▶ _Text section_:
Re: What would you do to save the environment?
- From: nospam@xxxxxxxxxx (Paul Ciszek)
- Date: Fri, 28 Sep 2007 23:27:39 +0000 (UTC)
In article <1190999250.560390.284880@xxxxxxxxxxxxxxxxxxxxxxxxxxx>,
Brian Davis <brdavis@xxxxxxxx> wrote:
On Sep 28, 10:27 am, nos...@xxxxxxxxxx (Paul Ciszek) wrote:
All heat-based power plants, including nuclear,
dump more energy as waste heat than they deliver as electricity.
Actually, they dump *all* their energy as waste heat; it's just a
question of where. Supplying the energy need by SPS isn't going to
increase the net heat released to the environment (compared to
generating the same energy by other methods), but it may significantly
impact local conditions if you're not careful.
Let me try to phrase it differently, then: For each megawatt of useful
electricity generated, which as you point out will eventually become
heat, a conventional (or nuclear) power plant must must also generate
several megawatts of waste heat that goes directly into the air or water.

▶ _The problem_: Continue the newsgroup post about power plant waste heat, starting after its last sentence.

▶ _Source material_:
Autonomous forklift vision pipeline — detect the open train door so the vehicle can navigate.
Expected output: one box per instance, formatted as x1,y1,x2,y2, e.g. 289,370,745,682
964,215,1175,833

▶ _Exercise output_:
For every megawatt of useful juice you get (maybe) three megawatts of pure
waste heat, for a total of four megawatts of heat warming up the planet.
Now, SPS's are not perfect either, and only convert some fraction of the
sunlight hitting them into useful electricity. Some gets reflected, but
designers try to minimize this. So, a lot of sunlight gets absorbed by
the cells and converted into heat instead of electricity. For thermo-
dynamic reasons I won't go into, it is best to just try to radiate this
away (usually from the back of the array) as quickly as possible rather
than try to convert it into electricity as well. Here's the difference:
They are not on Earth, and the waste heat is not going directly into the
air or water. Since they are orbiting Earth, Earth probably takes up a
big part of their "sky", so *some* of their radiated waste heat is
radiated towards Earth, but hopefully we can keep this fraction tiny.
So, now we deal with the issue of the transmission beam. It will not
be perfectly efficient either, nor will the antennas that are used to
capture it. So the question is, how much of the energy of the beam
will be wasted? If the answer is 50%, you're doing better, waste-heat-
wise, than an earthbound generator. There is also the benefit of not
generating any greenhouse gasses, but the same can be said for nukes.